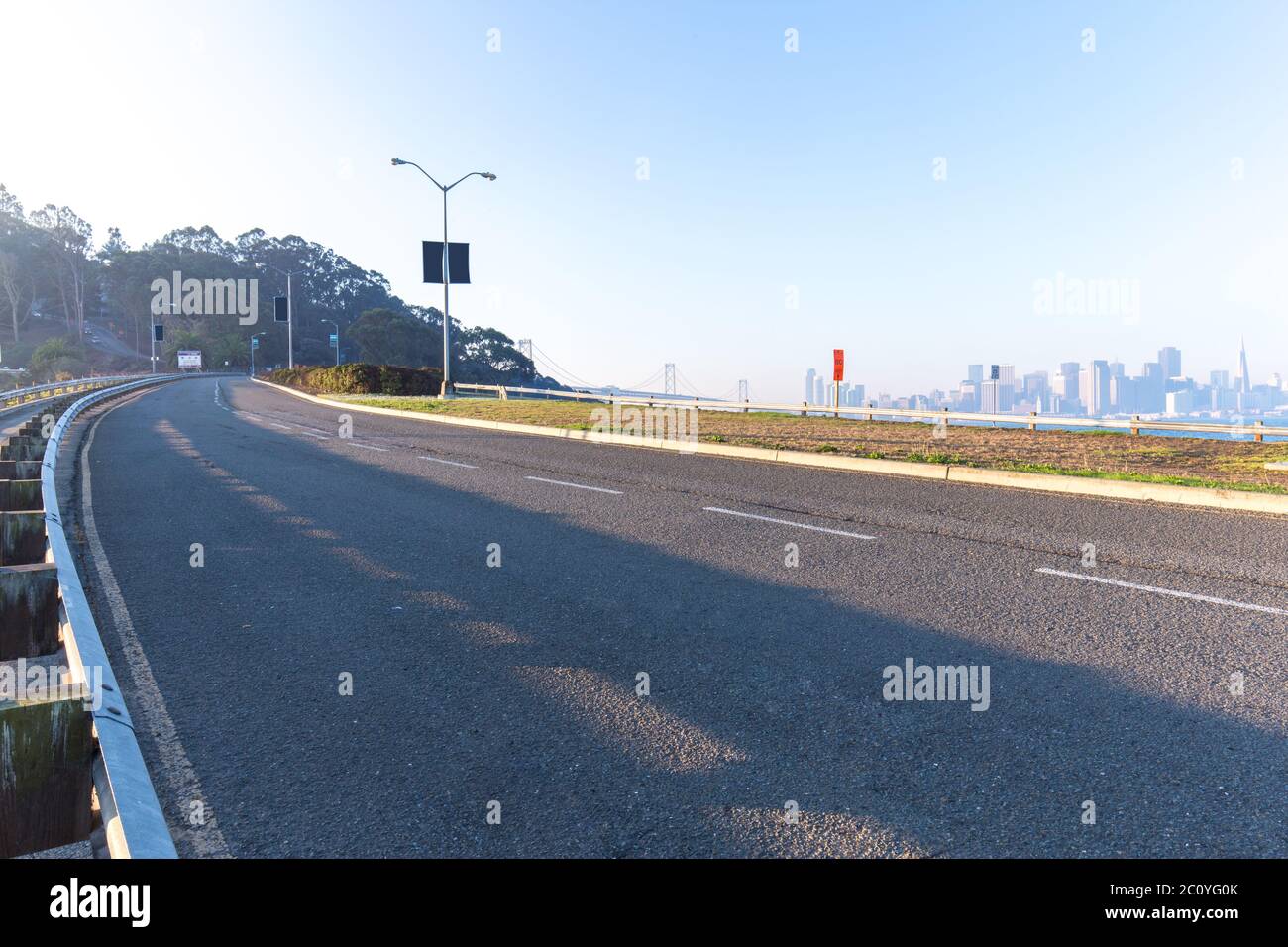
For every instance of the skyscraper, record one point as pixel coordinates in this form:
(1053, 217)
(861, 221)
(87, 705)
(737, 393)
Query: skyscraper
(988, 397)
(1068, 377)
(1098, 393)
(1245, 384)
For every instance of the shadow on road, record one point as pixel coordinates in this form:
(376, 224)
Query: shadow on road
(516, 684)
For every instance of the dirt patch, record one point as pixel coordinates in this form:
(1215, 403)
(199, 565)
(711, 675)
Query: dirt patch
(1188, 462)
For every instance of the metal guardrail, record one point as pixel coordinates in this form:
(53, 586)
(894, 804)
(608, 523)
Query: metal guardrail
(1257, 431)
(133, 822)
(22, 395)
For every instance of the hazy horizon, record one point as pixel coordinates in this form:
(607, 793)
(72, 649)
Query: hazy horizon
(909, 175)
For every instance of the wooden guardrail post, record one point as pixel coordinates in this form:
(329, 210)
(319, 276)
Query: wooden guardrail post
(47, 729)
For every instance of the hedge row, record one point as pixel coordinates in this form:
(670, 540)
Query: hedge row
(359, 377)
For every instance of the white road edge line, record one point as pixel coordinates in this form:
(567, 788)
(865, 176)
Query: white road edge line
(147, 701)
(785, 522)
(439, 460)
(1173, 592)
(575, 486)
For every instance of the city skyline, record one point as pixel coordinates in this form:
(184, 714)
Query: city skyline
(1094, 386)
(870, 202)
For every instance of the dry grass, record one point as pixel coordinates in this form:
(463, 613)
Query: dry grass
(1186, 462)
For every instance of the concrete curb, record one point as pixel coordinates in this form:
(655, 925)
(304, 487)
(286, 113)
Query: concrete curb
(1014, 479)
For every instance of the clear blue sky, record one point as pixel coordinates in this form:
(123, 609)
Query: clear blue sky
(767, 169)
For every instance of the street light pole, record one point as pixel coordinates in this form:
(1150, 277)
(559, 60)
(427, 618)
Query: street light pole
(253, 352)
(447, 279)
(290, 326)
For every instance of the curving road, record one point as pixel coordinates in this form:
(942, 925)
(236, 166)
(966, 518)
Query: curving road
(511, 689)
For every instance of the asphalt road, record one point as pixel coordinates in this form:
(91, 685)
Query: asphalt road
(476, 685)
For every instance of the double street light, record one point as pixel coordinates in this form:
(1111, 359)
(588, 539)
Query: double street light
(447, 318)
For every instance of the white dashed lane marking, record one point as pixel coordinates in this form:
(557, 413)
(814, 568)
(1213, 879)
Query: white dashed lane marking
(1155, 590)
(786, 522)
(454, 463)
(575, 486)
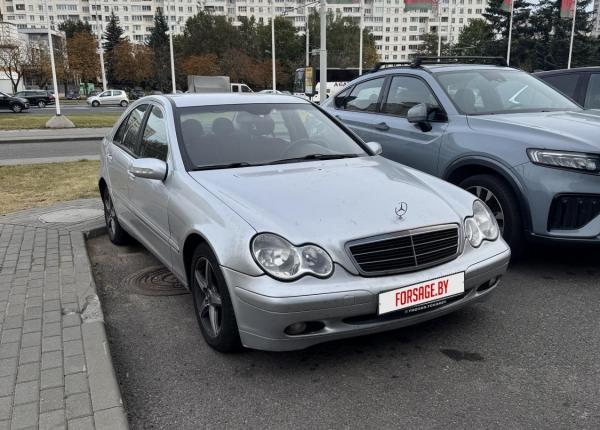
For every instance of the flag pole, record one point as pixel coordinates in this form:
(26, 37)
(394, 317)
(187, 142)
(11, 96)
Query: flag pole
(572, 34)
(512, 8)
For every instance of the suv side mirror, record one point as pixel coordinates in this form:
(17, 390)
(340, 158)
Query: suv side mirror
(375, 147)
(149, 168)
(418, 114)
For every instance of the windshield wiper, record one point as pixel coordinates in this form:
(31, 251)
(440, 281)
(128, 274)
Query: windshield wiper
(224, 166)
(314, 157)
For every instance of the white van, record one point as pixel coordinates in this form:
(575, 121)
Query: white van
(241, 88)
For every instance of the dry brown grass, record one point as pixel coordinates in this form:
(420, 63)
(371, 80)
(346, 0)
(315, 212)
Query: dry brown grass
(38, 185)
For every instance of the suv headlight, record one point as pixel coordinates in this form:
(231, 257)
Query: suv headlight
(567, 160)
(481, 226)
(286, 262)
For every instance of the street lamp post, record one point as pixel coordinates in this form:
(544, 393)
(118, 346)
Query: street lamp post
(100, 49)
(307, 36)
(52, 64)
(323, 53)
(171, 28)
(362, 19)
(273, 45)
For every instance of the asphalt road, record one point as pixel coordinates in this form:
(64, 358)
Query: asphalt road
(525, 359)
(11, 153)
(67, 109)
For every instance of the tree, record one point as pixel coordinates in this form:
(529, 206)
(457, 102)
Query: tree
(83, 65)
(204, 65)
(476, 38)
(112, 37)
(158, 42)
(12, 63)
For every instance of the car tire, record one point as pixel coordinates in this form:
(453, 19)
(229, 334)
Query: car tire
(212, 303)
(501, 200)
(116, 233)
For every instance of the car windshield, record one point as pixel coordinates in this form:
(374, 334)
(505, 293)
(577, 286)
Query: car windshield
(257, 134)
(488, 91)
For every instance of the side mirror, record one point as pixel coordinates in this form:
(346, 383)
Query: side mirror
(375, 147)
(418, 114)
(148, 168)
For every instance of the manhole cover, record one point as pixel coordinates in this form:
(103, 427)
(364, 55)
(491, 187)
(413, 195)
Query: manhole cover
(155, 281)
(71, 215)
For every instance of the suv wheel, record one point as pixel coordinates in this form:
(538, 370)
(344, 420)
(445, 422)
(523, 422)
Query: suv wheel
(116, 233)
(212, 303)
(501, 200)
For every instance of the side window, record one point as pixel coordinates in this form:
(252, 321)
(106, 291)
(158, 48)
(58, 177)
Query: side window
(154, 140)
(134, 122)
(121, 132)
(592, 98)
(404, 93)
(364, 96)
(566, 84)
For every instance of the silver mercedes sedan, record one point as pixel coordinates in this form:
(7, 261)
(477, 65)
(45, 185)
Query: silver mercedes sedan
(285, 226)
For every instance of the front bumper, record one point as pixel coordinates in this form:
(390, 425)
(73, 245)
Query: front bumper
(345, 305)
(542, 185)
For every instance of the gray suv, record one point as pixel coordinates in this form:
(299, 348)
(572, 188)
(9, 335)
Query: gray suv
(522, 147)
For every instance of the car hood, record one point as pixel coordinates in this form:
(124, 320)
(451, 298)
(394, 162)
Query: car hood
(331, 202)
(565, 130)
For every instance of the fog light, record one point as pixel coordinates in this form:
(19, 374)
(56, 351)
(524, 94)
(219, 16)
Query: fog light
(296, 328)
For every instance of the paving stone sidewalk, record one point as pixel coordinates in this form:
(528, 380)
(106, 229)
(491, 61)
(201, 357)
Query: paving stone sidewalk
(55, 367)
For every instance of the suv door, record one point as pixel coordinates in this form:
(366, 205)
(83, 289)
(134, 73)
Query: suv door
(403, 141)
(119, 155)
(149, 197)
(357, 108)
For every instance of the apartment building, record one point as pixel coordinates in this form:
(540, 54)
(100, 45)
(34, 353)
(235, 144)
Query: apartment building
(397, 32)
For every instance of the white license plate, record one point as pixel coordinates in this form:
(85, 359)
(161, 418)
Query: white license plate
(422, 293)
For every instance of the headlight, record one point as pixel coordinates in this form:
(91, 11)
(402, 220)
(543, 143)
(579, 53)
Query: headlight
(481, 226)
(286, 262)
(567, 160)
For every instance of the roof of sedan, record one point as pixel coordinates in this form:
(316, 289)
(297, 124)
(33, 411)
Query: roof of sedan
(211, 99)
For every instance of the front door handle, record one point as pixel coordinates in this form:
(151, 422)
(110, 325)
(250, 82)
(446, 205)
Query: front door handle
(382, 126)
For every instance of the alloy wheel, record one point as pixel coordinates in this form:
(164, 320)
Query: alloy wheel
(110, 215)
(492, 202)
(208, 300)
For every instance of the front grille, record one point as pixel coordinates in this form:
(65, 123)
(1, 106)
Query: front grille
(573, 211)
(405, 251)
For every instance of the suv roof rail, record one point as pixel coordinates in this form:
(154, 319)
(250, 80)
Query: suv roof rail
(387, 64)
(498, 61)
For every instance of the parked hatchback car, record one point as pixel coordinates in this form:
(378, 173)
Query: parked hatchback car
(39, 98)
(287, 228)
(581, 84)
(530, 153)
(16, 104)
(109, 97)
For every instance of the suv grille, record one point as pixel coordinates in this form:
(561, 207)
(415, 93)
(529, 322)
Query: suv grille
(405, 251)
(573, 211)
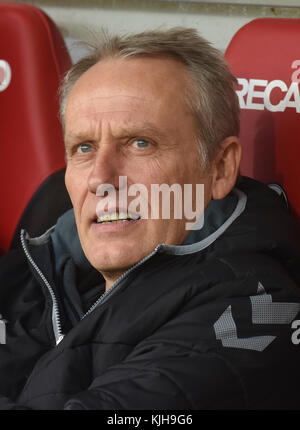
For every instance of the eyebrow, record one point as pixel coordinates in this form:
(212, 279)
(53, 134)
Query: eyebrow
(122, 132)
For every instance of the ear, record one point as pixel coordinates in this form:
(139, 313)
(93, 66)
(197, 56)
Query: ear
(226, 167)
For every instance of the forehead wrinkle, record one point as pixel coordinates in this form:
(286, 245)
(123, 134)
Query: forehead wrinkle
(117, 129)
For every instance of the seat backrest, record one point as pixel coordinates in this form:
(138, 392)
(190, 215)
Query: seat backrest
(264, 55)
(33, 58)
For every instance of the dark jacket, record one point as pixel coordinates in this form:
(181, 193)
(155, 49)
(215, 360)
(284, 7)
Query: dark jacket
(205, 325)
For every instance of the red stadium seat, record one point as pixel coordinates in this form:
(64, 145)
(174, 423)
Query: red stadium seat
(264, 55)
(33, 58)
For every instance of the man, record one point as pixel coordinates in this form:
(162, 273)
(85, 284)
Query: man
(114, 308)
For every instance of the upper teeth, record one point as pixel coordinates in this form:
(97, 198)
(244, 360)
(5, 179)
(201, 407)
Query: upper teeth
(115, 216)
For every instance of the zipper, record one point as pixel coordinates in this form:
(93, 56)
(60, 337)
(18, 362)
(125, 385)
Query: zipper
(56, 323)
(105, 296)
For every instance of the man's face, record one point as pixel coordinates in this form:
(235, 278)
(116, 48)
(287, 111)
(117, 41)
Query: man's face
(128, 117)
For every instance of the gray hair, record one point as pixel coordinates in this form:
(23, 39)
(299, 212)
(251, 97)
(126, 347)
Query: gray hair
(211, 94)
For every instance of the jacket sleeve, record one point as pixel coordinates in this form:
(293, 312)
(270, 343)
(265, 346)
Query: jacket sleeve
(176, 378)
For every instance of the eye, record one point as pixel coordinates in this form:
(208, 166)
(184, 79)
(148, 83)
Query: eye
(84, 148)
(141, 143)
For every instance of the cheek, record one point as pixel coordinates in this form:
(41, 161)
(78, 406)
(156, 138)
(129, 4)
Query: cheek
(75, 185)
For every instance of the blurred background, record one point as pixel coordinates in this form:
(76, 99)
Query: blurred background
(216, 21)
+---+
- [Problem to solve]:
Write out exactly each line of the entries, starting at the one containing "Query: cheek" and finishing with the last line.

- [Solution]:
Query: cheek
(75, 185)
For every instance of the blurred background, record one point as pixel coordinates in this form:
(76, 99)
Query: blurred background
(216, 21)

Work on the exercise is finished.